INSTRUCTIONS:
(A) For each of the statements (i), (ii) and (iii), decide whether it agrees with the court opinion excerpt. Answer yes or no, and quote the words from the excerpt that settle it. (i) Hines was decided before Strickland v. Washington. (ii) At trial, Vansickel denied that he had shot Howard. (iii) The California Appellate Court used the "miscarriage of justice" standard.
(B) Reproduce everything in the court opinion excerpt from "If we were to" down to "U.S. 668 (1984).", changing "asterisk" to "check mark".

SELECTED EXCERPT:
* Begin *
If we were to measure prejudice under the Hines standard, Vansickel would indeed be able to demonstrate prejudice. Defense counsel had placed an asterisk next to Juror Franks's name and the trial court was persuaded that he would have challenged Franks if he had been aware of the remaining challenges. However, Hines was decided in 1981 prior to the Supreme Court's decision in Strickland v. Washington, 466 U.S. 668 (1984).
Strickland held that to establish prejudice, a habeas petitioner must demonstrate "a reasonable probability that, but for counsel's unprofessional errors, the result of the proceedings would have been different. A reasonable probability is a probability sufficient to undermine confidence in the outcome." Strickland, 466 U.S. at 694. We also consider whether "the result of the proceedings was fundamentally unfair or unreliable." Lockhart v. Fretwell, 506 U.S. 364, 368 (1993).
Vansickel has not demonstrated that if he had been allowed to use additional peremptories to strike Juror Franks or to attempt to put two other persons from the jury pool on the jury, the outcome of his case would have been different. The evidence against Vansickel was overwhelming. He was found at the murder scene with the murder weapon in his hand. He admitted to his former girlfriend that he had shot Howard. In the letters he wrote in jail, he stated that he fabricated the story about Dan. Further, at trial he conceded that he had, in fact, shot Howard. There is no "reasonable probability that, but for counsel's unprofessional errors, the result of the proceedings would have been different." Strickland, 466 U.S. at 694.
This analysis is similar to the prejudice analysis applied by the California Appellate Court. The appellate court applied the "miscarriage of justice" standard and concluded that it was not reasonably probable that Vansickel would have received a more favorable result if there had been no error. In light of the entire record and the overwhelming evidence against Vansickel, the error did not result in a miscarriage of justice.
In sum, Vansickel failed to demonstrate that the denial of peremptory challenges "had a substantial and injurious effect or influence in determining the jury's verdict." Brecht, 507 U.S. at 608.
* End *
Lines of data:
* Begin *
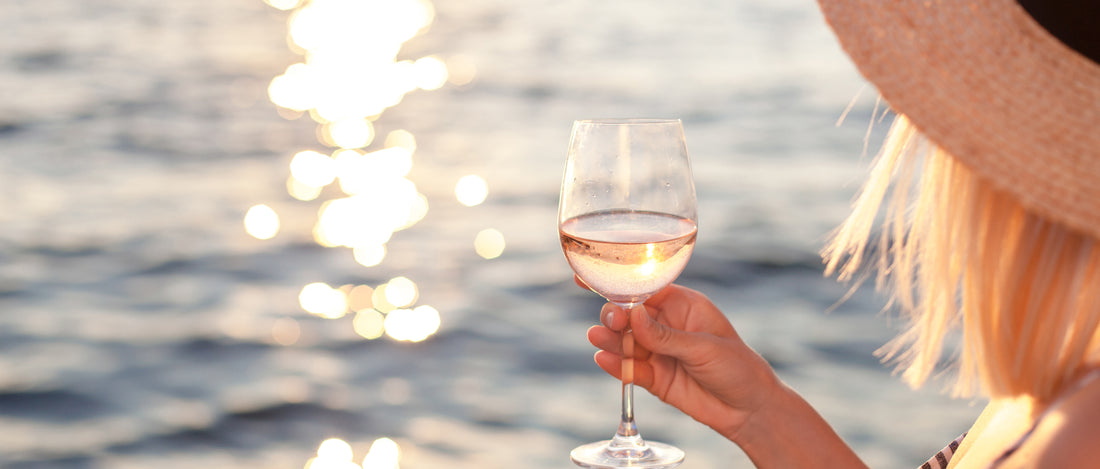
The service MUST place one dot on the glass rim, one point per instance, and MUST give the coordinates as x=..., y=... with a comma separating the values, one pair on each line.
x=625, y=121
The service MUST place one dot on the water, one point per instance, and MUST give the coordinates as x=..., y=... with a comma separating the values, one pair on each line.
x=140, y=324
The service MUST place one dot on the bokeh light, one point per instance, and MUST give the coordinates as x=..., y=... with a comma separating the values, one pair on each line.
x=283, y=4
x=334, y=449
x=411, y=325
x=261, y=221
x=321, y=300
x=471, y=191
x=488, y=243
x=350, y=133
x=400, y=292
x=349, y=75
x=384, y=454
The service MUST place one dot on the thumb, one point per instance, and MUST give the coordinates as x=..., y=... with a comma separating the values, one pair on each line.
x=660, y=338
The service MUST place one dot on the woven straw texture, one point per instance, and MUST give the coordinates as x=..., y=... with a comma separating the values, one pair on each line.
x=990, y=86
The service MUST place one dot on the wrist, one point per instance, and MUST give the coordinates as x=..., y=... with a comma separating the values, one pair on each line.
x=787, y=432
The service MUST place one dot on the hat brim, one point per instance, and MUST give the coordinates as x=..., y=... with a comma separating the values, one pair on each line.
x=990, y=86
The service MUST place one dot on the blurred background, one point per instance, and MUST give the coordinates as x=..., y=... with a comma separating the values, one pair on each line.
x=321, y=233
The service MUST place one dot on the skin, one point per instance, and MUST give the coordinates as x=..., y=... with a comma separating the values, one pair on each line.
x=689, y=355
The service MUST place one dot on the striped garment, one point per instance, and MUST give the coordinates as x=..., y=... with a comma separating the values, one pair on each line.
x=939, y=461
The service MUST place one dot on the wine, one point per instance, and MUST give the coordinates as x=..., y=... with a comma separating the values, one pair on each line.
x=627, y=255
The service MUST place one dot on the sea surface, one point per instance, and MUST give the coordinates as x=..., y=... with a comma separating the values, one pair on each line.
x=141, y=326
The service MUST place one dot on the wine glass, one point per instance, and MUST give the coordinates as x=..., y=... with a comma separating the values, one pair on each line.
x=627, y=224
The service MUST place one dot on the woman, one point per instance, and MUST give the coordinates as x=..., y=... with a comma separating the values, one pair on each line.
x=990, y=182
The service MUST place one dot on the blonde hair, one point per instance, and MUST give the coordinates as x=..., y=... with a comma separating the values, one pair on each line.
x=958, y=253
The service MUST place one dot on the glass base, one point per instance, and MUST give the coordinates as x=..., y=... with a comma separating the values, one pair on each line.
x=602, y=455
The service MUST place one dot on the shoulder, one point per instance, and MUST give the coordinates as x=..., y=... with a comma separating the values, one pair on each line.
x=1066, y=436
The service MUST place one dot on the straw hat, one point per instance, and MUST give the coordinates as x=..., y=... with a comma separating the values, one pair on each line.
x=990, y=85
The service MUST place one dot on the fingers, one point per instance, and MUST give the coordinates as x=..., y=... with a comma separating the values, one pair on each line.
x=660, y=338
x=614, y=316
x=612, y=341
* End *
SOLUTIONS TO EACH TASK:
(A)
(i) Yes: "Hines was decided in 1981 prior to the Supreme Court's decision in Strickland v. Washington, 466 U.S. 668 (1984)."
(ii) No: "at trial he conceded that he had, in fact, shot Howard."
(iii) Yes: "The appellate court applied the "miscarriage of justice" standard"

(B)
If we were to measure prejudice under the Hines standard, Vansickel would indeed be able to demonstrate prejudice. Defense counsel had placed an check mark next to Juror Franks's name and the trial court was persuaded that he would have challenged Franks if he had been aware of the remaining challenges. However, Hines was decided in 1981 prior to the Supreme Court's decision in Strickland v. Washington, 466 U.S. 668 (1984).